**Tâches à réaliser**
a) Transcrivez fidèlement le passage de l'extrait sur la norme de contrôle qui va de « [9] Cette restriction » jusqu'à « au para 15). » inclus.
b) D'après l'extrait sur la norme de contrôle, quelle norme s'applique à une décision relative à une demande fondée sur des considérations d'ordre humanitaire ?
c) Indiquez si chacun des énoncés suivants concorde avec l'extrait sur la norme de contrôle, par oui ou non, en citant les mots décisifs de l'extrait : (i) l'arrêt Vavilov a confirmé le caractère approprié de la norme de la décision raisonnable ; (ii) la cour de révision a pour rôle d'évaluer à nouveau la preuve examinée par le décideur ; (iii) les décisions rendues au titre du paragraphe 25(1) de la LIPR laissent peu de place au pouvoir discrétionnaire.

**Source**
══════════════════════════════
II. NORME DE CONTRÔLE APPLICABLE

[7] Les parties conviennent, tout comme moi, que la norme de contrôle applicable à une décision relative à une demande fondée sur des considérations d’ordre humanitaire est celle de la décision raisonnable (voir Kanthasamy c Canada (Citoyenneté et Immigration), 2015 CSC 61 au para 44). Le caractère approprié de cette norme a été confirmé par l’arrêt Canada (Citoyenneté et Immigration) c Vavilov, 2019 CSC 65, au paragraphe 10.

[8] Une décision raisonnable « doit être fondée sur une analyse intrinsèquement cohérente et rationnelle et est justifiée au regard des contraintes juridiques et factuelles auxquelles le décideur est assujetti » (Vavilov, au para 85). La cour de révision doit faire preuve de retenue à l’égard d’une décision qui possède ces attributs (ibid). Lorsqu’elle applique la norme de la décision raisonnable, la cour de révision n’a pas pour rôle d’apprécier ou d’évaluer à nouveau la preuve examinée par le décideur ni de modifier des conclusions factuelles en l’absence de circonstances exceptionnelles (voir Vavilov, au para 125).

[9] Cette restriction quant au rôle de la cour de révision est particulièrement importante en l’espèce. Les décisions rendues au titre du paragraphe 25(1) de la LIPR sont de nature hautement discrétionnaire et, par conséquent, les décideurs se voient accorder un degré considérable de déférence (Williams c Canada (Citoyenneté et Immigration), 2016 CF 1303 au para 4; Legault c Canada (Ministre de la Citoyenneté et de l’Immigration), 2002 CAF 125 au para 15).
══════════════════════════════
**Enregistrements listés**
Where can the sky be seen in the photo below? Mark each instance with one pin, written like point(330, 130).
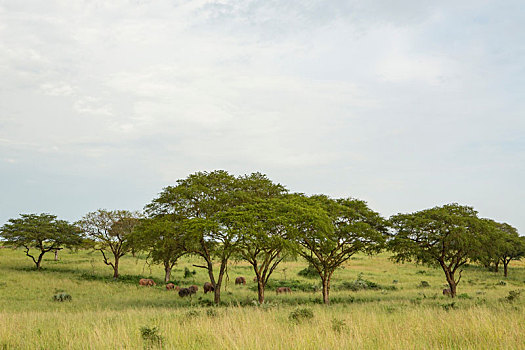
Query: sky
point(404, 104)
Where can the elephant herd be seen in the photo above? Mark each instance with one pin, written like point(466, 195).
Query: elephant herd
point(208, 287)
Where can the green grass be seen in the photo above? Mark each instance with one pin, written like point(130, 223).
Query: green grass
point(104, 314)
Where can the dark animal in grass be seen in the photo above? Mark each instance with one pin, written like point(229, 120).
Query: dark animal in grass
point(147, 282)
point(208, 287)
point(184, 292)
point(281, 290)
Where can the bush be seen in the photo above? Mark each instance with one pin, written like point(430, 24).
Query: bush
point(301, 314)
point(424, 284)
point(294, 285)
point(338, 325)
point(188, 273)
point(449, 306)
point(63, 296)
point(309, 272)
point(464, 296)
point(211, 313)
point(151, 337)
point(513, 296)
point(362, 284)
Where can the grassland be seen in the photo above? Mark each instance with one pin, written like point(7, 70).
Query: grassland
point(399, 314)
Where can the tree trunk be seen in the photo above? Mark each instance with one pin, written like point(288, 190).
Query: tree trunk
point(260, 291)
point(217, 291)
point(167, 272)
point(39, 261)
point(451, 283)
point(326, 289)
point(115, 268)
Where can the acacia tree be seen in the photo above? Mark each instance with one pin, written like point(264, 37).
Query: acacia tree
point(199, 199)
point(110, 231)
point(163, 238)
point(446, 236)
point(263, 231)
point(332, 230)
point(42, 232)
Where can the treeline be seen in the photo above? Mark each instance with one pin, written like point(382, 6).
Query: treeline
point(218, 217)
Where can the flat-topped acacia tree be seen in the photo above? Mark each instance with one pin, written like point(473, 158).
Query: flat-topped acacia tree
point(262, 232)
point(41, 232)
point(110, 232)
point(163, 238)
point(447, 236)
point(200, 198)
point(330, 231)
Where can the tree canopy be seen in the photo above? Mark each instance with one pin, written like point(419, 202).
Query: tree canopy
point(446, 236)
point(41, 232)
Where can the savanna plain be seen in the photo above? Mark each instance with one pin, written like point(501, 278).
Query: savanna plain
point(375, 304)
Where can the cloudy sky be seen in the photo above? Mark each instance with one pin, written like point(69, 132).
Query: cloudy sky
point(405, 104)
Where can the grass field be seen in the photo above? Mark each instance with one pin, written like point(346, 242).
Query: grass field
point(398, 314)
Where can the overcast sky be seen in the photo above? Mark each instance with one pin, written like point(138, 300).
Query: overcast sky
point(404, 104)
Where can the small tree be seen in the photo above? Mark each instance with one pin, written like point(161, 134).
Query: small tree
point(163, 238)
point(331, 231)
point(199, 199)
point(110, 232)
point(42, 232)
point(446, 236)
point(262, 233)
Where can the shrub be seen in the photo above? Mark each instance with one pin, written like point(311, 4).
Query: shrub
point(188, 273)
point(424, 284)
point(338, 325)
point(361, 284)
point(151, 336)
point(294, 285)
point(464, 296)
point(309, 272)
point(449, 306)
point(62, 296)
point(301, 314)
point(513, 296)
point(211, 313)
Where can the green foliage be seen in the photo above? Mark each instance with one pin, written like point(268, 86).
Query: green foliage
point(309, 272)
point(111, 233)
point(301, 314)
point(338, 325)
point(362, 284)
point(295, 285)
point(62, 296)
point(449, 306)
point(211, 313)
point(464, 296)
point(42, 232)
point(446, 236)
point(151, 337)
point(424, 284)
point(513, 296)
point(188, 273)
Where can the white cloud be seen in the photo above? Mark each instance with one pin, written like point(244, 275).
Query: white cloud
point(401, 103)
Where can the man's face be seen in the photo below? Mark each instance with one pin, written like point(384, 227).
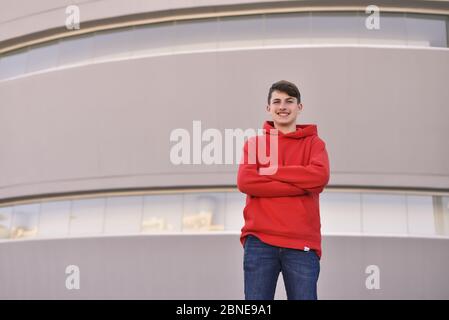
══════════════════════════════
**Corrigé**
a)
[9] Cette restriction quant au rôle de la cour de révision est particulièrement importante en l’espèce. Les décisions rendues au titre du paragraphe 25(1) de la LIPR sont de nature hautement discrétionnaire et, par conséquent, les décideurs se voient accorder un degré considérable de déférence (Williams c Canada (Citoyenneté et Immigration), 2016 CF 1303 au para 4; Legault c Canada (Ministre de la Citoyenneté et de l’Immigration), 2002 CAF 125 au para 15).

b) La norme de la décision raisonnable.

c)
(i) Oui : « Le caractère approprié de cette norme a été confirmé par l’arrêt Canada (Citoyenneté et Immigration) c Vavilov, 2019 CSC 65, au paragraphe 10. »
(ii) Non : « la cour de révision n’a pas pour rôle d’apprécier ou d’évaluer à nouveau la preuve examinée par le décideur »
(iii) Non : « Les décisions rendues au titre du paragraphe 25(1) de la LIPR sont de nature hautement discrétionnaire »